(Saved data entries)
-=-=-

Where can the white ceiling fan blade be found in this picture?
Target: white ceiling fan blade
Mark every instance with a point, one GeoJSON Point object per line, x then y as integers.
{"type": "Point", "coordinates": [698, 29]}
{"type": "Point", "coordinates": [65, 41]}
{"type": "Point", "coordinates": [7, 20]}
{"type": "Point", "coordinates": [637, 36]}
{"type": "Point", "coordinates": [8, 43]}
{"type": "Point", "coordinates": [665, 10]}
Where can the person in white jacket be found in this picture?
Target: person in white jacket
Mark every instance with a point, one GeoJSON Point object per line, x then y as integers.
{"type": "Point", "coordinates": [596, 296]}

-=-=-

• PROBLEM TO SOLVE: Return the listing above line for line, without changing anything.

• THE RESPONSE:
Where can the white ceiling fan blade be found in this picture?
Target: white ceiling fan blade
Mark every instance with a point, one GeoJSON Point object per line, x then y as integers.
{"type": "Point", "coordinates": [698, 29]}
{"type": "Point", "coordinates": [65, 41]}
{"type": "Point", "coordinates": [7, 20]}
{"type": "Point", "coordinates": [637, 36]}
{"type": "Point", "coordinates": [8, 43]}
{"type": "Point", "coordinates": [665, 10]}
Where can the person in white jacket be found in this picture?
Target: person in white jacket
Mark every instance with a point, one GeoJSON Point object per line, x then y as integers.
{"type": "Point", "coordinates": [596, 296]}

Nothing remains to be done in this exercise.